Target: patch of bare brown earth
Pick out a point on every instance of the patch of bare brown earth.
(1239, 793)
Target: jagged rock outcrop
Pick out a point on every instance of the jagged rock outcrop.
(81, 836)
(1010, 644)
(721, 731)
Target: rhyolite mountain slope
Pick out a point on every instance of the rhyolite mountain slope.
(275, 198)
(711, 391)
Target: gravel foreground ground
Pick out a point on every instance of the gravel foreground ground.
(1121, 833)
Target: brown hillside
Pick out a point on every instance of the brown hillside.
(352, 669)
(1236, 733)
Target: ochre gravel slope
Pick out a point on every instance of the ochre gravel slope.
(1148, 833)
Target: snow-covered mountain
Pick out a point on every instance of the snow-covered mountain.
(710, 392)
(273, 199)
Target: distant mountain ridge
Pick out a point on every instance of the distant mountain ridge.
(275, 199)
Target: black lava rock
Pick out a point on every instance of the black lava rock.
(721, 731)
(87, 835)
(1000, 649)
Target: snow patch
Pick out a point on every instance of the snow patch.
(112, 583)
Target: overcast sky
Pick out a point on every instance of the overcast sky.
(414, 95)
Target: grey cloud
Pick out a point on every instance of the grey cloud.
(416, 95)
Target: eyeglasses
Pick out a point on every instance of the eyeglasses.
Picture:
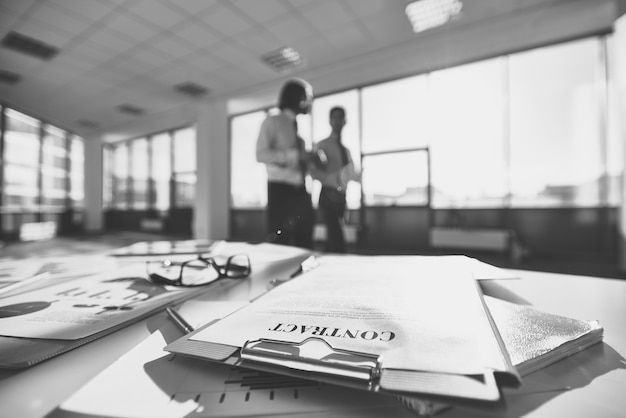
(199, 271)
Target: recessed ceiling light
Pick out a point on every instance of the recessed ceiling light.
(86, 123)
(427, 14)
(29, 46)
(130, 109)
(282, 59)
(8, 77)
(191, 89)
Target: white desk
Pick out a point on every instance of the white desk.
(596, 376)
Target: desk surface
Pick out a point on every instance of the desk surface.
(589, 383)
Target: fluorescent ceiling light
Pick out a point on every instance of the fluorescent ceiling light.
(427, 14)
(282, 59)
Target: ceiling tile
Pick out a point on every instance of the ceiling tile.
(368, 7)
(93, 51)
(16, 6)
(150, 57)
(225, 20)
(112, 40)
(193, 7)
(290, 29)
(170, 45)
(57, 76)
(233, 54)
(7, 20)
(258, 41)
(348, 38)
(43, 32)
(327, 15)
(56, 18)
(158, 13)
(387, 29)
(92, 10)
(261, 11)
(16, 62)
(197, 34)
(127, 25)
(205, 62)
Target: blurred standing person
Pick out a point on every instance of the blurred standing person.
(334, 176)
(290, 215)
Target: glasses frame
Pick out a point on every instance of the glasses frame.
(228, 270)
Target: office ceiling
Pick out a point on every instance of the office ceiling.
(119, 60)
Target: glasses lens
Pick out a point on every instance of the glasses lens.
(238, 266)
(199, 272)
(165, 271)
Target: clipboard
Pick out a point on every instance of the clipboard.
(355, 370)
(326, 359)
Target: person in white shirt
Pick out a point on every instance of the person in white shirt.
(290, 214)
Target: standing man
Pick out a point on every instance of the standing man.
(290, 214)
(334, 176)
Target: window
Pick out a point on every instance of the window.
(147, 173)
(120, 176)
(21, 162)
(556, 147)
(248, 178)
(396, 178)
(537, 128)
(184, 172)
(139, 173)
(77, 171)
(161, 167)
(465, 124)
::::::
- TASK DETAILS -
Take the whole listing above and copy it exactly. Pictures do not go into the copy.

- ANSWER TO THE PROBLEM -
Target: patch of bare brown earth
Pick out a point on every instance of the patch of bare brown earth.
(1239, 793)
Target: jagged rock outcrop
Pick out a point on every instance of the jagged rock outcrop.
(81, 836)
(1010, 644)
(721, 731)
Target: rhyolite mountain slope
Pick out a point on every instance of the rhyolite mountain slope.
(275, 198)
(711, 391)
Target: gravel foreground ground
Pick out a point on every instance of the gravel foreground ground.
(1121, 833)
Target: brown hillside
Pick out a point on every instance of the brown hillside.
(352, 669)
(1236, 733)
Target: ochre gravel slope
Pick out a point on every instance of the ochre gravel slope.
(1148, 833)
Target: snow-covered mountain
Pick out a point on every instance of the snow-covered mountain.
(710, 392)
(273, 199)
Target: distant mountain ridge
Pick out a point on every instance of the distant mountain ridge.
(275, 199)
Target: black lava rock
Pick out a point on every instance of the black lava rock.
(721, 731)
(87, 835)
(1000, 649)
Target: snow patch
Pick out a point on every instance of the snow patch.
(112, 583)
Target: overcast sky
Pick out a point on every instance of the overcast sky.
(414, 95)
Target: grey cloud
Pick out a point on every instance of the grey cloud.
(416, 95)
Target: eyeglasses
Pick out a point on every instance of the eyeglasses.
Picture:
(199, 271)
Target: recessed ceiling light
Pick out a point on every instance of the recessed ceiling light.
(86, 123)
(427, 14)
(29, 46)
(130, 109)
(282, 59)
(8, 77)
(191, 89)
Target: white desk
Pick out a point on every instance of the white desk.
(596, 376)
Target: desk surface
Pick out a point on every instance of the desk surface.
(589, 383)
Target: fluorescent ceiling light
Pick out a point on every instance of the fluorescent ceiling light.
(427, 14)
(282, 59)
Target: ceiling tile
Pick out a point on every instance of the ceiling tile.
(368, 7)
(93, 51)
(16, 6)
(150, 57)
(225, 20)
(112, 40)
(193, 7)
(290, 29)
(170, 45)
(57, 76)
(233, 54)
(7, 20)
(258, 41)
(348, 38)
(43, 32)
(327, 15)
(56, 18)
(158, 13)
(387, 29)
(92, 10)
(261, 11)
(16, 62)
(197, 34)
(127, 25)
(205, 62)
Target: blurred standing person
Pick out a point on every instance of the blurred standing person.
(334, 176)
(290, 215)
Target: glasses frame
Pick out a point on every instance of the glasses frame.
(228, 270)
Target: office ceiling
Pick out a point on every instance of the office ceiling.
(119, 60)
Target: glasses lens
Pick out a point on every instance of the glasses lens.
(238, 266)
(199, 272)
(165, 271)
Target: clipboard
Pick out a point on every instance of the clipboard.
(355, 370)
(326, 359)
Target: person in white shirt
Pick out a point on every instance of the person in white shirt.
(290, 214)
Target: standing man
Pick out a point on every instance of the standing man.
(290, 214)
(334, 176)
Target: window
Pick out a point on every instance of the window.
(147, 173)
(120, 176)
(21, 162)
(556, 147)
(248, 178)
(396, 178)
(537, 128)
(184, 172)
(139, 173)
(77, 171)
(161, 167)
(465, 124)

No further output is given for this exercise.